* _Exercise aim_: Which lines of the entries contain the string "calm"? Copy each of them.

* _Data section_:
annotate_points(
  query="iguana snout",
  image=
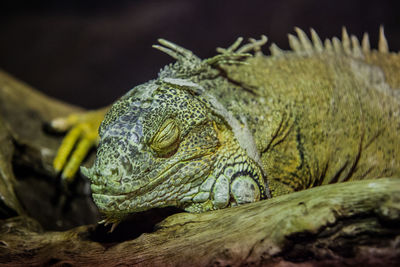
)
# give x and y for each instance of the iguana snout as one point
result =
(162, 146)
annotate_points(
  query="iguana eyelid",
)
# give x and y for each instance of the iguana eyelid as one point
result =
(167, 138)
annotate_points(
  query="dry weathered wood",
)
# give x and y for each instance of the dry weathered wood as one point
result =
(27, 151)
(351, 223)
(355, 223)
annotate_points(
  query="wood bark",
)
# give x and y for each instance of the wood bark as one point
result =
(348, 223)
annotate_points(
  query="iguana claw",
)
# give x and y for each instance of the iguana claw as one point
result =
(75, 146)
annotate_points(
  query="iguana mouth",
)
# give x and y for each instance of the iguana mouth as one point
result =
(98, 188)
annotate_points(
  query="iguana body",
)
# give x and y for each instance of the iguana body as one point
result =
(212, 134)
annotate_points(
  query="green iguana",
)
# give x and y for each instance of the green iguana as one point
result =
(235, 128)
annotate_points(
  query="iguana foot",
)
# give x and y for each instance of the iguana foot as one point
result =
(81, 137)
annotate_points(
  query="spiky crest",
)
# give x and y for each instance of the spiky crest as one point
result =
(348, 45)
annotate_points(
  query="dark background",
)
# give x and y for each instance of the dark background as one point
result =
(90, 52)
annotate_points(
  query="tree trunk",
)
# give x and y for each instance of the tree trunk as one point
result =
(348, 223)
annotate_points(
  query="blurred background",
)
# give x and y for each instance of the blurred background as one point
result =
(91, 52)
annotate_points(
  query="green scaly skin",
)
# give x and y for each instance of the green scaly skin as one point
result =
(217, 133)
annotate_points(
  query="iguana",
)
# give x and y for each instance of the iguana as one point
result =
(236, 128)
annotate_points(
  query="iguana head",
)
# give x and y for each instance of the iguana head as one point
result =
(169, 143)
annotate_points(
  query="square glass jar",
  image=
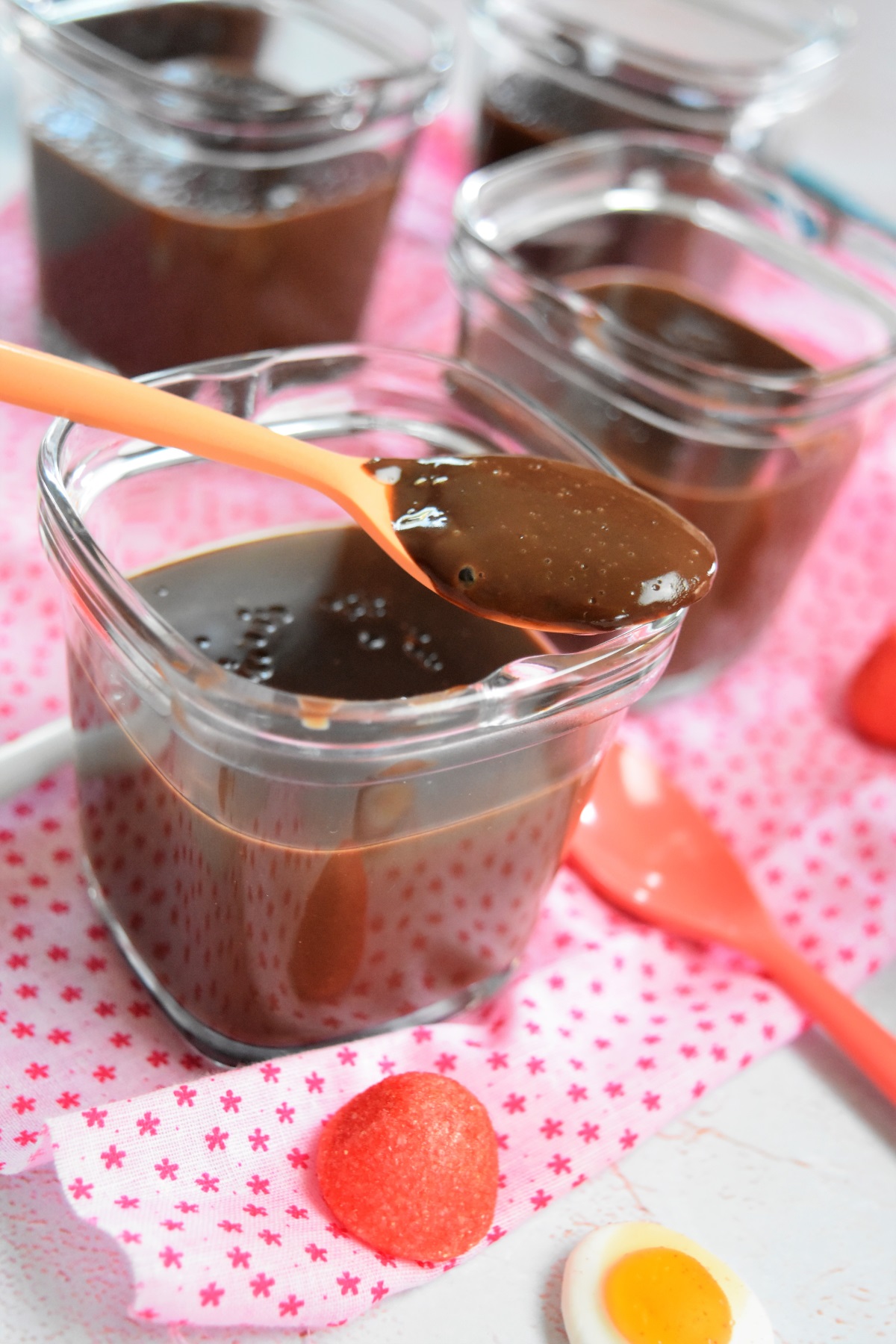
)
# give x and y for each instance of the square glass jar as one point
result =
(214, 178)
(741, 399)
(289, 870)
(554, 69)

==

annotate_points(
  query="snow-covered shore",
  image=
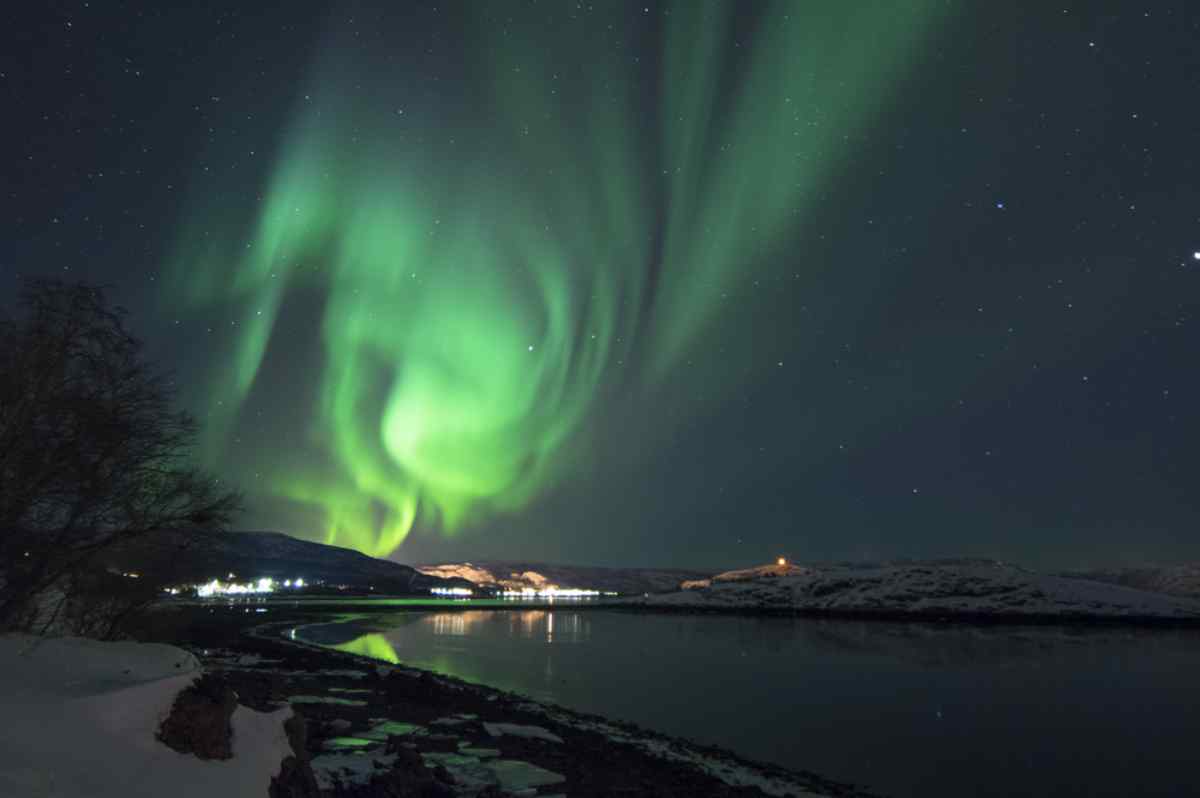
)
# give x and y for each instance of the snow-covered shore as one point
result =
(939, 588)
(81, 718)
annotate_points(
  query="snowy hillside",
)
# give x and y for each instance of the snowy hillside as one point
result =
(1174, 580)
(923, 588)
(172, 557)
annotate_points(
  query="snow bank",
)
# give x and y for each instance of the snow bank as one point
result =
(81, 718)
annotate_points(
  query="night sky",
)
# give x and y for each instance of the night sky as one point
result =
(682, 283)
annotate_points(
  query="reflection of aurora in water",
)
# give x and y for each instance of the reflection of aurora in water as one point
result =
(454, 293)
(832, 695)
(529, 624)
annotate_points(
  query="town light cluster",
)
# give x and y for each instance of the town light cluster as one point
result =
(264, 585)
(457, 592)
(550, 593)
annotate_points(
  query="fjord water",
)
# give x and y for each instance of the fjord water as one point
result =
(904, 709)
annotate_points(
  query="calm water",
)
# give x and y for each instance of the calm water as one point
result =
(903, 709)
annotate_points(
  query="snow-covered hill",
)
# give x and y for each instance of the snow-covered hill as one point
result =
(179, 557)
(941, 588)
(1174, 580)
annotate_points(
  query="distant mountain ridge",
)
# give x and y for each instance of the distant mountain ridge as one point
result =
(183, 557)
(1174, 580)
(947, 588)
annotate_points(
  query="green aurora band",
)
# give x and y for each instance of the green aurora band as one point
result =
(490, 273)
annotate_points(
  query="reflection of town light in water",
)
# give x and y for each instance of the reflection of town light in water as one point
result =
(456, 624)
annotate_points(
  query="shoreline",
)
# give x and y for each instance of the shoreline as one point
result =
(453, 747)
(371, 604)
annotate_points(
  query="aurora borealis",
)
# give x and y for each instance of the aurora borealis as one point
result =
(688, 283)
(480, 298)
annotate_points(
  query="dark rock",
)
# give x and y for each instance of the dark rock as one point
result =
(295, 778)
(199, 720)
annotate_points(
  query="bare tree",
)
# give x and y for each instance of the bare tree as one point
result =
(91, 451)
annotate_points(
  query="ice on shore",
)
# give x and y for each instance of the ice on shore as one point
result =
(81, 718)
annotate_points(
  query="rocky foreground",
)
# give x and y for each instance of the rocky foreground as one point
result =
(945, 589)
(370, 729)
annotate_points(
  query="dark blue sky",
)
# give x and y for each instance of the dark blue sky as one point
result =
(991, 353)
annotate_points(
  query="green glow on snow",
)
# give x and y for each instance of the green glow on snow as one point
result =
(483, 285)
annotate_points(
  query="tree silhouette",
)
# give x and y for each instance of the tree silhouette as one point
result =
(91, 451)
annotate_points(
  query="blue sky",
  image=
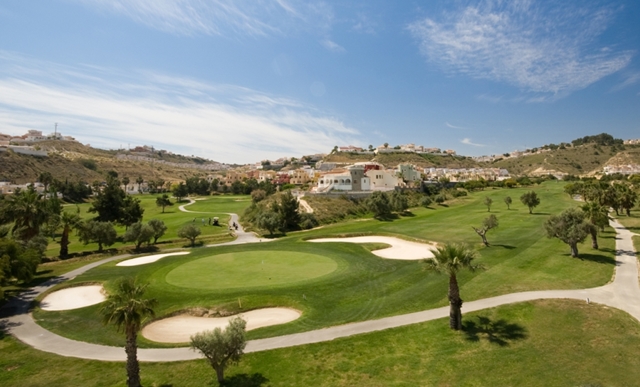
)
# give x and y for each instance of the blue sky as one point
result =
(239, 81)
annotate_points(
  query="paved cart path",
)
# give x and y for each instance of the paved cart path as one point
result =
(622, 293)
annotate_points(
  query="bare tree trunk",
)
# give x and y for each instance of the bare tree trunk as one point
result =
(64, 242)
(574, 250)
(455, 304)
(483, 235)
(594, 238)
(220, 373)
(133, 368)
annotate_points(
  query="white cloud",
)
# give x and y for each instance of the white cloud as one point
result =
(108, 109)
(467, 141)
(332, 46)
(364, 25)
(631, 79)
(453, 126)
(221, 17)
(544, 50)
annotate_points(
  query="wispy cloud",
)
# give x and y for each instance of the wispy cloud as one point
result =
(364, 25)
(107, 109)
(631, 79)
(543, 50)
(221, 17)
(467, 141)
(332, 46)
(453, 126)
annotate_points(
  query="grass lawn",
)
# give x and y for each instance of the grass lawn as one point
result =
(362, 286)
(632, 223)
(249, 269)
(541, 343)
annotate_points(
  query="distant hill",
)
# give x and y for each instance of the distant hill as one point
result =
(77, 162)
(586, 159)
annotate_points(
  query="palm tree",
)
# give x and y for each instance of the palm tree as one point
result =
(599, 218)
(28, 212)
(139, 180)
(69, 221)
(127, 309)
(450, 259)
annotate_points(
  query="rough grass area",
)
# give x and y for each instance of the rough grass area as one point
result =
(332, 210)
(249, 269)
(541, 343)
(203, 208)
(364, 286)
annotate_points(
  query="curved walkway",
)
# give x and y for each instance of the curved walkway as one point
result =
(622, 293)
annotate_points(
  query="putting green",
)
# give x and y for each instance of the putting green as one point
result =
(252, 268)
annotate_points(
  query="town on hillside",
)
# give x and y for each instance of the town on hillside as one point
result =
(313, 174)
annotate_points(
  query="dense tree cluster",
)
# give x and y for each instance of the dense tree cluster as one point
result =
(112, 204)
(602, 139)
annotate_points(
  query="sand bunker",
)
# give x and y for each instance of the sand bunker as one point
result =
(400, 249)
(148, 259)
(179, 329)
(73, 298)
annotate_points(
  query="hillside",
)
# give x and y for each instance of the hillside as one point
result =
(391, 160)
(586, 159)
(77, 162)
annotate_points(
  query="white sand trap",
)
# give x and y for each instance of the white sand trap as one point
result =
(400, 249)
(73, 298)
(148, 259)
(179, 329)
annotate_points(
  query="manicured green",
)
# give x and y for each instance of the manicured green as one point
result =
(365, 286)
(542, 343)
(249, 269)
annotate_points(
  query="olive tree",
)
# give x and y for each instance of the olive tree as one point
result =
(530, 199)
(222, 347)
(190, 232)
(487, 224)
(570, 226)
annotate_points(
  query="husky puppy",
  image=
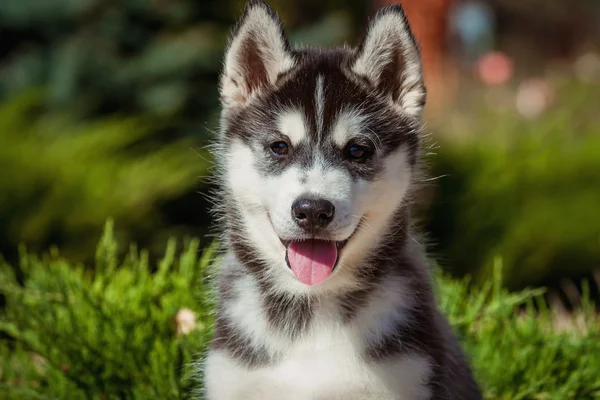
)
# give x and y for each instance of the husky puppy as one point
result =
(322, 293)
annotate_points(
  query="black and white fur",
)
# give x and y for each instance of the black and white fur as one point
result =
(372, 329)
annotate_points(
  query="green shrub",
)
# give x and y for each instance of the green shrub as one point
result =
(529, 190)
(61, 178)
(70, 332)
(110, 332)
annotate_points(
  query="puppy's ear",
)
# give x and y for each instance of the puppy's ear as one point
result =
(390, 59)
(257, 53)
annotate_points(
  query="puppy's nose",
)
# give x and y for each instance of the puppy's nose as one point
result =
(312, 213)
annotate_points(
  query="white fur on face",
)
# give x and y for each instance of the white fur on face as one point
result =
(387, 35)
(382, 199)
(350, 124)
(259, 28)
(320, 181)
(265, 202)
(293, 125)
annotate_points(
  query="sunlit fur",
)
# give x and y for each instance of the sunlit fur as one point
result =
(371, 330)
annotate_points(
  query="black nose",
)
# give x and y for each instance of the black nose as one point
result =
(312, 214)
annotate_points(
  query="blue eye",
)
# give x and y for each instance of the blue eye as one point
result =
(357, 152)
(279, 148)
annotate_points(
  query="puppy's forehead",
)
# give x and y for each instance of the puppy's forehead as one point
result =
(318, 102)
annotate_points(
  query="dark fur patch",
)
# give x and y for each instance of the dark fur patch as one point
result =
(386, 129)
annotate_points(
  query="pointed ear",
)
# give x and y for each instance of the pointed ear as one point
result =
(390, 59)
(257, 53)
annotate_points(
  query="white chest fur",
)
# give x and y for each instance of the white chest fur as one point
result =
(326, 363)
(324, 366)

* _Response area_:
  query="calm water",
# give x and y for each instance of the calm water as one point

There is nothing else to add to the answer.